» ЗАДАНИЕ 1
Приведите все строки листинга, в которых встречается слово «collar», с учетом регистра букв.

» СТАТЬЯ
-----

Продолжение разговора с Евгением Клюевым


Марина Тимашева: В прошлый четверг я представила вам Евгения Клюева. Мы говорили о его новой книге ''Транслит'', выпущенной издательством ''Время'' и о постмодернизме. А сегодня у нас – Евгений Клюев - переводчик, лингвист, поэт, преподаватель датского языка. Евгений Клюев давно живет в Дании.

Почему вы выбрали специальность ''лингвистика'', которая, мне кажется, совсем должна быть противна человеку пишущему?

Евгений Клюев: Мне кажется, что это вещи соотносимые. Лингвистика, для меня, во всяком случае, всегда была дисциплиной. Для того, чтобы совсем не улететь туда, где тебя потеряют, должна существовать некая дисциплина или величина, дисциплинирующая сознание. Поэтому я отношусь к лингвистике с очень большим уважением и полагаю, что в арсенале средств, которыми может располагать человек, это не самая последняя из дисциплинирующих инстанций. Я бы, например, не предпочел бы стать биологом, который пишет стихи, и не предпочел бы стать математиком, который пишет стихи. Все это произошло, в сущности, из одного корня - любовь к поэзии и есть любовь к языку, как таковому, а любить уж совсем с закрытыми глазами, по признаку ''любовь — зла'', я так не умею, мне нужно все-таки представлять себе то, что я люблю. Поэтому была выбрана лингвистика.

-----

[Фрагменты набора данных для разметки точками]
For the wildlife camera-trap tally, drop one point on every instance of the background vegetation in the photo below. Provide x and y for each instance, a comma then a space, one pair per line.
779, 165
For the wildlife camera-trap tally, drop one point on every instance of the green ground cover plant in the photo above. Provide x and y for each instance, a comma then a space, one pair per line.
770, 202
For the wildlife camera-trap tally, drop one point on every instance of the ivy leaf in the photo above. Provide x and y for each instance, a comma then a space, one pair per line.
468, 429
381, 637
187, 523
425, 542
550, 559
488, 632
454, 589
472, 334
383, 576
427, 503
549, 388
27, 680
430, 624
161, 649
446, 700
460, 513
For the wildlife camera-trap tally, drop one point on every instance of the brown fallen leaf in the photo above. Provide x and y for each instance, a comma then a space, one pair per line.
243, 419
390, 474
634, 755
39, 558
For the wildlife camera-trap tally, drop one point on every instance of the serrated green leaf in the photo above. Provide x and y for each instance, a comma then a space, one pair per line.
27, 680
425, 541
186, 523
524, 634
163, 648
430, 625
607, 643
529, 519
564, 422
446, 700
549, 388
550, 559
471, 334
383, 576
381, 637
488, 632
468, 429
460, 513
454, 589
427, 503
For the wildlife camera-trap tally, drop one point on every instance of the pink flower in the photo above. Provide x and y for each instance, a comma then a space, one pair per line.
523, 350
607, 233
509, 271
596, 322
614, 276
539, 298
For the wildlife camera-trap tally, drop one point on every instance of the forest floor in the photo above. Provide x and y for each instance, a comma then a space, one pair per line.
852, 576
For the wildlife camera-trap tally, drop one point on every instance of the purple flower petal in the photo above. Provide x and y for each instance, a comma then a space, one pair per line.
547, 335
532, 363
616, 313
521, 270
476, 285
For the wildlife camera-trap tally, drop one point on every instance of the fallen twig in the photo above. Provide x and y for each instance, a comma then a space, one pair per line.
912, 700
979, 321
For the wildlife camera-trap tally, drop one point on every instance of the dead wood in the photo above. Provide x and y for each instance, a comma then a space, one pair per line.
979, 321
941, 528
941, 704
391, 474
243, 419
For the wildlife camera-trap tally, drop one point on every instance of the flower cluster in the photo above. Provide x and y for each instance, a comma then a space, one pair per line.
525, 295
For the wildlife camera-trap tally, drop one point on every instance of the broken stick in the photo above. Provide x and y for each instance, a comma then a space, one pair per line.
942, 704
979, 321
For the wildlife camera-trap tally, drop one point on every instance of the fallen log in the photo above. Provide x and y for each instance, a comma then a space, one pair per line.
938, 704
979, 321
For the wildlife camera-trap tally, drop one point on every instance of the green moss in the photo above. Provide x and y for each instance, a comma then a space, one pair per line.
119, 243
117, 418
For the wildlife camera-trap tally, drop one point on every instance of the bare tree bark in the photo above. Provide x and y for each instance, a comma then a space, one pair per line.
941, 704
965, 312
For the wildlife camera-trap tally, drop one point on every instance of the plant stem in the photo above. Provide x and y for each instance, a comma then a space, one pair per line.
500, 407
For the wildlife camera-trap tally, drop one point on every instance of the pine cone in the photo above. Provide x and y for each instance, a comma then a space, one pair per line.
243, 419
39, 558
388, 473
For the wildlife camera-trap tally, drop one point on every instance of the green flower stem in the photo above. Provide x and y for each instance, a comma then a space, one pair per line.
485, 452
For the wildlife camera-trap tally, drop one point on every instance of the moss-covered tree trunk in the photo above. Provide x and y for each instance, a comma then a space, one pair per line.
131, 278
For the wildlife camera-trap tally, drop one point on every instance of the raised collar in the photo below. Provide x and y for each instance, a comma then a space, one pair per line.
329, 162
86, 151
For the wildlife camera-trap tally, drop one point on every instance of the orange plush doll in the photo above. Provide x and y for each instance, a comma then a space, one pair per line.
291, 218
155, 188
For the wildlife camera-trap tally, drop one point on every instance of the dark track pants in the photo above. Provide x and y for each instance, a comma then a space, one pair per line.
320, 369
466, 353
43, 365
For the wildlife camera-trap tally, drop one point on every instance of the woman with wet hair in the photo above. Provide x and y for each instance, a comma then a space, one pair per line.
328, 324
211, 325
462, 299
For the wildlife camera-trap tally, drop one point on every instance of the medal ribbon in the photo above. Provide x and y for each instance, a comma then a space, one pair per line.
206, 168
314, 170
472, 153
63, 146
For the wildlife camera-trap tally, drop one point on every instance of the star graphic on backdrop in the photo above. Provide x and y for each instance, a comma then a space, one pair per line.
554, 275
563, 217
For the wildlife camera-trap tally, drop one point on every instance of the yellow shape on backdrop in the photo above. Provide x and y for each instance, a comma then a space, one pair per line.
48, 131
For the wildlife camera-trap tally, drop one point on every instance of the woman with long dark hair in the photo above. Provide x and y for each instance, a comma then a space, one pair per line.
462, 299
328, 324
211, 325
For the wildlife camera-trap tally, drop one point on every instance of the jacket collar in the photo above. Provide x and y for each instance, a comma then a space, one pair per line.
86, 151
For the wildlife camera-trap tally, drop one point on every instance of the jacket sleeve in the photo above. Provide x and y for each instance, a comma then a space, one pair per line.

-----

» ЗАДАНИЕ 2
Напишите продолжение приведенного выше интервью с Евгением Клюевым, начав сразу после его последней фразы.

» ОТВЕТ 1
For the wildlife camera-trap tally, drop one point on every instance of the raised collar in the photo below. Provide x and y for each instance, a comma then a space, one pair per line.
For the wildlife camera-trap tally, drop one point on every instance of the jacket collar in the photo above. Provide x and y for each instance, a comma then a space, one pair per line.

» ОТВЕТ 2
Марина Тимашева: Я-то думала так, примерно: что Сальери это лингвист, а Моцарт это поэт. Нет?

Евгений Клюев: Они очень мило живут и сосуществуют рядом друг с другом, правда, мне приходится выключать в себе лингвиста, когда я пишу стихи, и выключать в себе человека, пишущего стихи, когда я занимаюсь лингвистикой. А я все еще занимаюсь лингвистикой. А уж совсем трудные случаи, когда лингвисту приходится анализировать чужой поэтический текст - это головокружительная ситуация. Но таких серьезных конфликтов между ними нет, и каждый может уходить в стороночку, и с улыбкой наблюдать за другим, не очень доверяя способностям другого.

Марина Тимашева: У вас благородный организм, в нем много места и они там спокойно помещаются. Недавно я услышала высказывание Асара Эппеля, который сказал, что прозу переводить сложнее, чем стихи. Он сказал: ''Закат пылал'' я могу перевести двумястами сорока способами», а ''все смешалось в доме Облонских'' я буду очень долго мучаться и никогда не переведу».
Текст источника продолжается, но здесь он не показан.